DATA TO EXAMINE Block Start
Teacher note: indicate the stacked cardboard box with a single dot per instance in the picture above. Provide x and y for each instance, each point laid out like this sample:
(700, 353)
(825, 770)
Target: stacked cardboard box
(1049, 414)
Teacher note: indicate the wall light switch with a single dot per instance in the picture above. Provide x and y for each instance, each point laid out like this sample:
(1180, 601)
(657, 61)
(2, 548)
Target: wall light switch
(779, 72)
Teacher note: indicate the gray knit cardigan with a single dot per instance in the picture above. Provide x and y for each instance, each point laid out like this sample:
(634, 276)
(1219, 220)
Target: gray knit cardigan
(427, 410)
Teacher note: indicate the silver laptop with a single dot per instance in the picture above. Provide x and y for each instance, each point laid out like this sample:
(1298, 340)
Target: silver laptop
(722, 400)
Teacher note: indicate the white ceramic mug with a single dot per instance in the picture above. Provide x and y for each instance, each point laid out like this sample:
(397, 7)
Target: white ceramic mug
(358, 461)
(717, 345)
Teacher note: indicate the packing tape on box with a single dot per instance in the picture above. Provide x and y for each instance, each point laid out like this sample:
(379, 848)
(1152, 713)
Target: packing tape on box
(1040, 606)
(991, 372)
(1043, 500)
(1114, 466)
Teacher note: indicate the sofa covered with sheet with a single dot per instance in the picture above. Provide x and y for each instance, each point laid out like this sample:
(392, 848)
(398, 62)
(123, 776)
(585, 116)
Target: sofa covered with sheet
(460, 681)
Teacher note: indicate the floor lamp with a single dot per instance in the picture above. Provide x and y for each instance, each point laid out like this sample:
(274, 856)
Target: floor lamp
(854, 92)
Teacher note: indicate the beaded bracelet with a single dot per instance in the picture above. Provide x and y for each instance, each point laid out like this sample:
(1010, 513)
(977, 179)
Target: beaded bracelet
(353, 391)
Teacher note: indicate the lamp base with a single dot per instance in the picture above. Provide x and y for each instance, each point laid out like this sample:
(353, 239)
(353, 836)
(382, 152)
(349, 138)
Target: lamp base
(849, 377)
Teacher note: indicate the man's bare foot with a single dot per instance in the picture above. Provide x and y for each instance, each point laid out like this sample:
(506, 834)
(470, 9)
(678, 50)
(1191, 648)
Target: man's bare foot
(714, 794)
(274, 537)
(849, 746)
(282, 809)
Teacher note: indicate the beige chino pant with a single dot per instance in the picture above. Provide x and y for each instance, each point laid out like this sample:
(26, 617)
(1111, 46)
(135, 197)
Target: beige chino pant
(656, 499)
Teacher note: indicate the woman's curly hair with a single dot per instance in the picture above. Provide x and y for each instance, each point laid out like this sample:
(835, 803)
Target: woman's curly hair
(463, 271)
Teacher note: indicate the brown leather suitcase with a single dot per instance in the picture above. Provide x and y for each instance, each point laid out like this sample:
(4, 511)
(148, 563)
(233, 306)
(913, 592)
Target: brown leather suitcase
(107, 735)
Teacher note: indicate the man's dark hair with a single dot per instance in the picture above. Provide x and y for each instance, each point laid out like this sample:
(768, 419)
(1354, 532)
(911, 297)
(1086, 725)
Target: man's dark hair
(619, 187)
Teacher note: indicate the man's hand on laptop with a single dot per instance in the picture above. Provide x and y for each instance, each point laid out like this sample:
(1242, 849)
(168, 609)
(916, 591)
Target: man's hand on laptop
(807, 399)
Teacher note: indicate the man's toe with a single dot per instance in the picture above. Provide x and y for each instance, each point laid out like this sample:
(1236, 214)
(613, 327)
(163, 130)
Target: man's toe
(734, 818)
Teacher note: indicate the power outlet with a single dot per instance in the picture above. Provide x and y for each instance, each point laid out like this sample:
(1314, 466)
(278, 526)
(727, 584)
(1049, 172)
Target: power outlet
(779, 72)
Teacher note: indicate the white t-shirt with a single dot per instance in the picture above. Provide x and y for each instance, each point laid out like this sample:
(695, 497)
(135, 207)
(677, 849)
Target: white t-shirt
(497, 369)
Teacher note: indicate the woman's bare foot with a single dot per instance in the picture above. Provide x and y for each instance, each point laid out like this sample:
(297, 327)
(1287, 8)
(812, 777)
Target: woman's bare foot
DATA TO EXAMINE Block End
▶ [TRY IT]: Would you give the entries back word for word?

▶ [ANSWER SPACE]:
Teacher note: indicate the stacked cardboard box with a single dot per instance in the picture above. Provide x and y for each instance, each point laid out like this sample:
(700, 353)
(825, 770)
Target: stacked cardboard box
(1049, 414)
Teacher note: indicate the wall light switch with a single dot per instance in the picture above. Provide x and y for each instance, each point laid out like this sample:
(1180, 601)
(657, 61)
(2, 548)
Target: wall light switch
(779, 72)
Teacher note: indicate the gray knit cardigan with a single dot per instance in the picture above. Provide x and y for each instance, each point laid out like this sample:
(634, 276)
(1219, 220)
Target: gray knit cardigan
(427, 410)
Teacher note: indicate the silver laptop with a single dot per instance in the picture above. Provide x and y for each instance, each point laid out like this sample:
(1298, 340)
Target: silver laptop
(722, 400)
Teacher note: indicate the white ceramic mug with a single dot per instance in the picture above. Provide x and y for each instance, each point laid out like this sample:
(397, 7)
Target: white ceramic mug
(358, 461)
(717, 345)
Teacher note: indicate the packing tape on box with a single dot per instance in the picture above. Provide x and y for each instance, each point laid out like this sample:
(379, 848)
(1152, 713)
Target: packing tape on box
(1040, 606)
(991, 372)
(1043, 500)
(1114, 466)
Teacher note: indicate the sofa covered with sheet with a single dot per instance in the picture above. Provide x and y for each instance, each point laid out like this sample:
(392, 848)
(398, 62)
(123, 776)
(585, 116)
Target: sofa covered with sheet
(460, 681)
Teacher note: indicate the floor lamp with a single dot per instance in the picture above. Provide x and y for each instance, each point laid out like this sample:
(274, 856)
Target: floor lamp
(854, 92)
Teacher note: indicate the beaded bracelet with a single dot per instance in the picture above. Provide x and y for each instance, each point laid out like this sample:
(1010, 513)
(977, 179)
Target: beaded bracelet
(353, 391)
Teacher note: indicate the lamp base with a single dot per instance in the picture above. Provide x and y for each instance, each point laid out like this sample:
(353, 239)
(353, 836)
(382, 152)
(349, 138)
Target: lamp base
(849, 377)
Teacher note: indicate the man's bare foot with a single dot per instance in the picture above. Provide x and y for each instance, each point laid out like this sample:
(506, 834)
(470, 9)
(678, 50)
(1191, 648)
Target: man's bare foot
(714, 794)
(274, 537)
(849, 746)
(282, 809)
Teacher note: indicate the beige chino pant with a single dot per instance in the picture above. Provide x and y for each instance, each point laid out like this sample:
(26, 617)
(1111, 46)
(135, 197)
Target: beige chino pant
(656, 499)
Teacher note: indicate the woman's curly hair with a single dot per instance in the picture above. Provide x and y for each instance, each point laid out like this sample:
(835, 803)
Target: woman's curly hair
(463, 271)
Teacher note: indicate the brown leather suitcase with a single dot per instance in the picture above. Provide x and y for each instance, each point laid out like this sample:
(4, 511)
(148, 563)
(233, 306)
(913, 592)
Target: brown leather suitcase
(107, 735)
Teacher note: indicate the man's dark hair with a single dot per instance in the picture above. Provide x and y for each instance, each point laid out like this sample:
(768, 419)
(1354, 532)
(911, 297)
(1086, 725)
Target: man's dark hair
(619, 187)
Teacher note: indicate the man's hand on laptop with a single dot per instance in the picture above. Provide x and y for each instance, each point laid out like this sample:
(1242, 849)
(168, 609)
(916, 591)
Target: man's hand on laptop
(807, 399)
Teacher note: indicate the man's toe with a single dot per instance in the picture above. Provide x and y for each instance, each point laid out like this sample:
(1236, 214)
(613, 327)
(163, 130)
Target: man's toe
(734, 818)
Teacher note: indicate the power outlet with a single dot per instance in the picture above. Provide x and y for each instance, each point laid out like this sample:
(1314, 466)
(278, 526)
(727, 584)
(1049, 172)
Target: power outlet
(779, 72)
Teacher note: indicate the white t-shirt with a single dot per instance in the picture above. Provide x and y for each instance, each point laid out like this sample:
(695, 497)
(135, 207)
(677, 849)
Target: white t-shirt
(497, 369)
Teacher note: indicate the woman's bare foot with a single dot per instance in the picture above. Provide x and y for each instance, each point laid out like this sample:
(297, 327)
(1287, 8)
(812, 777)
Target: woman's bare foot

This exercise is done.